Those not of our faith challenge the need for the Book of Mormon, maintaining that the testimony of the Bible is sufficient. "What does the Book of Mormon teach about Christ that we don't already know?" they ask. The answer is: Plenty, and it may well be correct to say that none of its prophets add more to our understanding of the ministry of Christ than Lehi's son, Jacob.
One of the "plain and precious" truths that the Book of Mormon restores to us - something that we could not know if our understanding was confined to the Bible - is that the resurrection is the inseparable union of body and spirit. (See Alma 11:43-45.)It is from the revelations of the Restoration that we learn that as long as the body and spirit are separated we cannot receive a "fulness of joy." (D&C 93:34.) One of the primary purposes for which we came into this mortal sphere was to obtain a body, one that, because of the grace of Christ in breaking the bands of death, will be ours throughout eternity.
Jacob adds measurably to our understanding of this principle. He explains that if it were not for the atonement of Christ our bodies would return to mother earth "to rise no more," and our spirits would become subject to the devil who would have all power over us. That is to say, we would all become children of Perdition. (See 2 Ne. 9:8-9.)
If it were not for Christ's atonement, our spirits, tainted with sin and having no way to cleanse themselves from its effects, would be subject to the author of sin. Thus we would be citizens of his kingdom, he would be our king, and we would be compelled to worship him. In such a kingdom there could be no light, no truth, and no agency. Freedom would simply be unknown.

INFORMATION GIVEN >>
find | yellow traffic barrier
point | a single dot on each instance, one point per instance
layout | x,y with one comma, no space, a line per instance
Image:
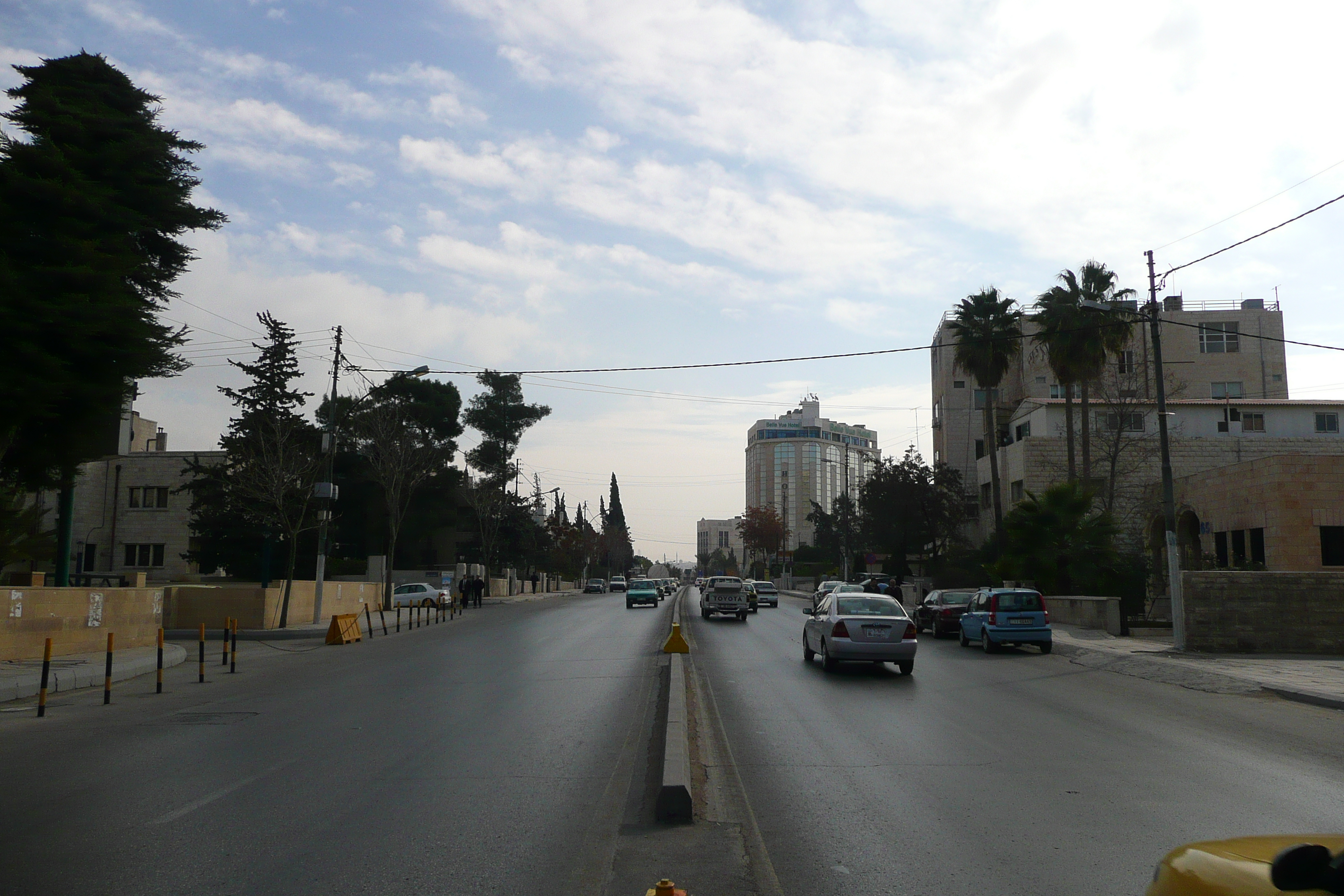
344,629
675,643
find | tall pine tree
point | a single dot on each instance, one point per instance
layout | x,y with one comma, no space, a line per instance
92,203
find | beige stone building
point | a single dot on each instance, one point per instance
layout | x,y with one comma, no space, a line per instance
1284,511
1213,362
802,457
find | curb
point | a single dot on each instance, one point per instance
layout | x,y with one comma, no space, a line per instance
1209,682
91,674
674,802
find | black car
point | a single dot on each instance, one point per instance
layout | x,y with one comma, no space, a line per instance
941,612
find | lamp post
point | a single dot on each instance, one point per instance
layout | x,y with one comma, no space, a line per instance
1153,318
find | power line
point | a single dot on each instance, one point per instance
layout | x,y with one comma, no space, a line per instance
1252,207
1242,242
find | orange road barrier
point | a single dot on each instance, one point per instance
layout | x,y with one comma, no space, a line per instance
107,675
675,643
46,675
344,629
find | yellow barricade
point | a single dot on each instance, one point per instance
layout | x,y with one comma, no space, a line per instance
344,629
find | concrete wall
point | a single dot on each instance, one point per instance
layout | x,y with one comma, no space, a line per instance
79,620
188,606
1087,613
1265,612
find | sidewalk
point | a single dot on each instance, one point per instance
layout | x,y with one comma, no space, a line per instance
23,677
1307,679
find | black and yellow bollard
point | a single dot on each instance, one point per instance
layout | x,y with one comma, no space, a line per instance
46,676
107,675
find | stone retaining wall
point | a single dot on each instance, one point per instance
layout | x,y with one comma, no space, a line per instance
1264,612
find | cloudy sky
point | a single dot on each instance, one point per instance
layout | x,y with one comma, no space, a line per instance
570,184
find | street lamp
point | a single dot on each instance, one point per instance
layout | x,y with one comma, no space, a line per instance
1153,319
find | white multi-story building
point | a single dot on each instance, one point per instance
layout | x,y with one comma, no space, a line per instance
802,457
720,535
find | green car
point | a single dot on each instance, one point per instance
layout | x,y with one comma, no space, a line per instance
641,591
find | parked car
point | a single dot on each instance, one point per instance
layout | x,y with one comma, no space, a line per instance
823,590
418,594
766,594
860,626
999,617
723,594
941,610
641,591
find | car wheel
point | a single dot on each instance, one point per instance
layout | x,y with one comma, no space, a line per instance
827,660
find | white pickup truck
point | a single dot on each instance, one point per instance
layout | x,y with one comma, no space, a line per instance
723,594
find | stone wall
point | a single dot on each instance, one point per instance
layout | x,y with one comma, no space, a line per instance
79,620
256,608
1264,612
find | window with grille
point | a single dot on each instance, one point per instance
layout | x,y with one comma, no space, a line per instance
144,555
1217,339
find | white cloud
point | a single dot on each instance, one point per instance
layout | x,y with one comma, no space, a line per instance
351,175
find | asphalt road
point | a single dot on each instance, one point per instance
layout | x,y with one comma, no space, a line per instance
1016,773
479,757
511,751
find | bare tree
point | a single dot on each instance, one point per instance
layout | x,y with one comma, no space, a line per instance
406,434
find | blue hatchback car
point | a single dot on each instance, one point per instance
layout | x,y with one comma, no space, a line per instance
999,617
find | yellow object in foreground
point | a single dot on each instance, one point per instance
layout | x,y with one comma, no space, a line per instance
675,643
1236,867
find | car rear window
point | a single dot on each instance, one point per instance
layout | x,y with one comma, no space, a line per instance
1019,601
871,606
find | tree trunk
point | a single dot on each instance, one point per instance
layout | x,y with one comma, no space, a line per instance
1087,433
1069,429
290,580
993,449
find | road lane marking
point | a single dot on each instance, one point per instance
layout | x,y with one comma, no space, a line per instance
219,794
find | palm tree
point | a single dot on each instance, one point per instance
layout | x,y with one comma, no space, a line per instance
1077,340
988,331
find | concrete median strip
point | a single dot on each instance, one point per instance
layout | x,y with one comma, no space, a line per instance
674,802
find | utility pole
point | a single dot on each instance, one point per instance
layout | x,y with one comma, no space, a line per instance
326,489
1168,488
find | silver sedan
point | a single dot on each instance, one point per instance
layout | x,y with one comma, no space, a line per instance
860,626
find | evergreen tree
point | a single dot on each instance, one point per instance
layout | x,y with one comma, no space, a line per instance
271,461
92,205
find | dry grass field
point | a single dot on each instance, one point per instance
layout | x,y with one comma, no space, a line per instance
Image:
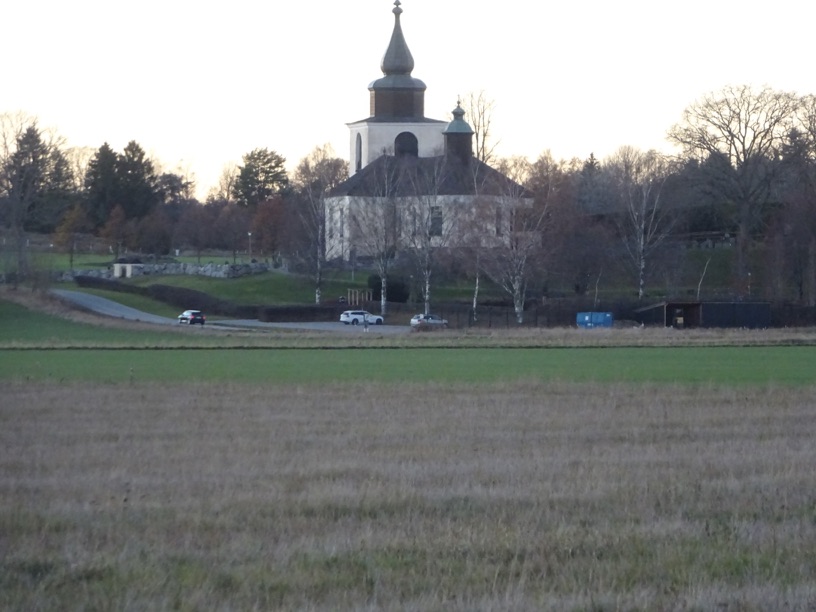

YOUR GOAL >> Reproduce the passage on Jacob's teaching about the Atonement word for word, from "Jacob adds measurably" up to and including "simply be unknown.".

PROBLEM SOLUTION >>
Jacob adds measurably to our understanding of this principle. He explains that if it were not for the atonement of Christ our bodies would return to mother earth "to rise no more," and our spirits would become subject to the devil who would have all power over us. That is to say, we would all become children of Perdition. (See 2 Ne. 9:8-9.)
If it were not for Christ's atonement, our spirits, tainted with sin and having no way to cleanse themselves from its effects, would be subject to the author of sin. Thus we would be citizens of his kingdom, he would be our king, and we would be compelled to worship him. In such a kingdom there could be no light, no truth, and no agency. Freedom would simply be unknown.